• Requirement:
In your copy of the data below, reproduce every entry exactly and omit the pictures.
::::::::
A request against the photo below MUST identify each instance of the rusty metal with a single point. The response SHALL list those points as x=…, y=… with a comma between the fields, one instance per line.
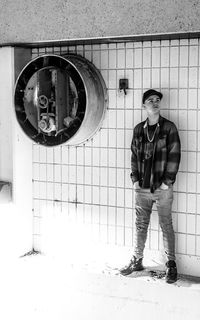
x=60, y=99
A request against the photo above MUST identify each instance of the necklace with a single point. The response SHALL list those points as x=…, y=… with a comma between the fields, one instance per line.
x=151, y=140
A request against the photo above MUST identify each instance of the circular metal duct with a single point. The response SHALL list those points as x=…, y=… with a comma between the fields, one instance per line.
x=60, y=99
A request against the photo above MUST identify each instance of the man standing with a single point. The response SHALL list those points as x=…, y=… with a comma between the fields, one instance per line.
x=154, y=163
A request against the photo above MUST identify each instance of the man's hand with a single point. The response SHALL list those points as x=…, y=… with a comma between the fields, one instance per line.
x=136, y=185
x=164, y=186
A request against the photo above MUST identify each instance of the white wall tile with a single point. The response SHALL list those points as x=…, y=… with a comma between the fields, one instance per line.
x=174, y=56
x=191, y=244
x=120, y=59
x=182, y=223
x=112, y=196
x=191, y=201
x=191, y=222
x=146, y=57
x=129, y=58
x=193, y=56
x=181, y=243
x=138, y=58
x=192, y=98
x=183, y=56
x=174, y=71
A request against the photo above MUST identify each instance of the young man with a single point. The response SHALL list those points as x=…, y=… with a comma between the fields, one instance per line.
x=154, y=163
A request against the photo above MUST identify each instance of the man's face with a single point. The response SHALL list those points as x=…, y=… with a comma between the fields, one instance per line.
x=152, y=105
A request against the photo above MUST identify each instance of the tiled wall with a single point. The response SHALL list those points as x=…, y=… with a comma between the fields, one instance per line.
x=89, y=185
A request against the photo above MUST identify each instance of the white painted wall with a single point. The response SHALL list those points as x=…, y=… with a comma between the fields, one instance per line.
x=15, y=167
x=84, y=196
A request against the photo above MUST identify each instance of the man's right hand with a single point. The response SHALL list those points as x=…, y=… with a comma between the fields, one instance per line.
x=136, y=185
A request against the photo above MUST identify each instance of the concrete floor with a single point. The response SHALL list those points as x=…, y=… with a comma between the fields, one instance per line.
x=48, y=287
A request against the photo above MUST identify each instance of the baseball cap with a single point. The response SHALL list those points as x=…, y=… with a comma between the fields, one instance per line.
x=151, y=92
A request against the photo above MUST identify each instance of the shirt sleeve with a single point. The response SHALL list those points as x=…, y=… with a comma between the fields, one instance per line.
x=134, y=160
x=173, y=156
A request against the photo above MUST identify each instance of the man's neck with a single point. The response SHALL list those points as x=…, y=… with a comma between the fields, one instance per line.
x=153, y=119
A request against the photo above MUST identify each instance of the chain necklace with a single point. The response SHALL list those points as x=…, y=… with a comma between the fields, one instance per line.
x=151, y=140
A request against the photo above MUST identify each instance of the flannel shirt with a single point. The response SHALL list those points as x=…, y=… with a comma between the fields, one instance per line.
x=166, y=154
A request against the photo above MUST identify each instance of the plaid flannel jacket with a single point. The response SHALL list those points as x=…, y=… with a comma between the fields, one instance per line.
x=166, y=153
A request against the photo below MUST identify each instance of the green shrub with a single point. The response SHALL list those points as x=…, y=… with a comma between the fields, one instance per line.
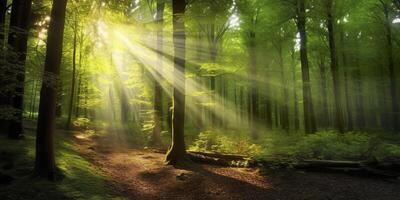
x=215, y=141
x=332, y=145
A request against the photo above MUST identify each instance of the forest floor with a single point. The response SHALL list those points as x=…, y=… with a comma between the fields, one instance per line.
x=141, y=174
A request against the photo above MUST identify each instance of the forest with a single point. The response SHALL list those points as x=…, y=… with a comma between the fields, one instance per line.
x=199, y=99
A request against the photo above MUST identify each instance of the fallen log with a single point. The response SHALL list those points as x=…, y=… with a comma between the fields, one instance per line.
x=198, y=158
x=328, y=163
x=232, y=157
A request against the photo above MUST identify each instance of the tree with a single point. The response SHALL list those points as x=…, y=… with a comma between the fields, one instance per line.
::::::::
• Your response:
A request against the photo below MUST identify each instance of the rusty metal with a single point. The response SHALL list those points as x=…, y=… with a comma between the fields, one instance per line.
x=60, y=99
A request against the photo above MUST identify each instance of the necklace with a single point. The response SHALL list those points as x=…, y=… with a comma between the fields, one instance per line.
x=151, y=140
A request against the photo above MUST identify each instance of the circular metal duct with a single point. The response SHALL list those points as x=…, y=… with a comma between the fields, one instance per line.
x=60, y=99
A request against the photo above MUST identify each instance of the man standing with a single point. The response SHALL list those points as x=…, y=… with a comma between the fields, one instance per line.
x=154, y=163
A request against the photo above MUST identify each instance of the man's hand with a single point. The response SHALL list those points as x=…, y=… with a comma between the fields, one instance per line.
x=136, y=185
x=164, y=186
A request against the photo above MUST identify each instance of the white wall tile with a single point. The response SHALL list those points as x=…, y=… with a comma between the fields, one instance per line.
x=174, y=56
x=191, y=244
x=120, y=59
x=182, y=223
x=112, y=196
x=191, y=201
x=191, y=222
x=146, y=57
x=129, y=58
x=193, y=56
x=181, y=243
x=138, y=58
x=192, y=98
x=183, y=56
x=174, y=71
A request against the photo above MUST identify each instance of the young man with a single point. The response SHALL list those points as x=…, y=… with a comma between the fields, one instance per line.
x=154, y=163
A request against the photo above MUST identify each instance of the man's face with a single point. The response SHALL list those points as x=…, y=… with a comma between the fields, one instance per line.
x=152, y=105
A request against the photo above MUST identify each instance of the tiled wall with a single point. The response SHALL list those points as x=…, y=… with a comma between the fields, one instance per line.
x=89, y=185
A request against the photo above MUST identify each instance of the white painted wall with a single point. The response SHALL list those points as x=…, y=… with a comma between the fields, one instance per line.
x=15, y=167
x=84, y=196
A request against the photo above MUST identify each instance of the man's right hand with a single point. The response SHALL list those points as x=…, y=… with a comma between the fields, one instance per line.
x=136, y=185
A request against the photo above MUST identify each instance of the concrete floor with a single point. The response SHALL list those points as x=…, y=… with a comma between the fields, one instance per line.
x=48, y=287
A request against the photo above MUST identify each instance of the baseball cap with a single point. The response SHALL list those points as x=…, y=… with a comma between the fields, one instance per line.
x=151, y=92
A request against the photo above MUST identify each instance of the shirt sleeve with a single point. The response SHALL list those points as x=…, y=… with a comma between the fields, one instance per line.
x=134, y=160
x=173, y=156
A request against the photo above MUST identify each instance of the man's neck with a single point. The response SHALL list those points as x=…, y=… with a comma between the fields, one instance per line.
x=153, y=119
A request against the photo above MUST identify each instance of the chain necklace with a single point. The response SHALL list those points as x=…, y=… with a comma between the fields, one instance per line.
x=151, y=140
A request against the photo above MUST identify each instance of the flannel shirt with a single point. The response SHALL list those points as x=…, y=… with a comma between the fields, one instance per line.
x=166, y=154
A request against the photo above MUST identify each instance of the plaid flannel jacket with a single point. The response SHALL list those points as x=…, y=… with a comma between the fields, one instance per line.
x=166, y=153
A request against the photo below MUST identify each instance of the green shrub with a single point. The response SHALL list those points as x=…, y=… with a comma between the fields, one instance per line.
x=215, y=141
x=332, y=145
A request against the photo above MUST identify each instance of the forest floor with a single point. The response SHALL list those points as x=…, y=… with a comma between the fields, one instance per line.
x=141, y=174
A request against the photo above MUST identify each instance of the forest with a single point. The response SHALL list those points as x=…, y=… with a comma between the fields, one instance per line.
x=199, y=99
A request against the photo above MUST identify each instance of the fallen log with a single point. The response SHALL list those points as x=…, y=… with a comma between the fields, one instance per line.
x=198, y=158
x=328, y=163
x=232, y=157
A request against the photo above MUST identify each instance of the tree with a single point. The response SHALL list those points as x=…, y=… with a comma between the fields, one instance per line.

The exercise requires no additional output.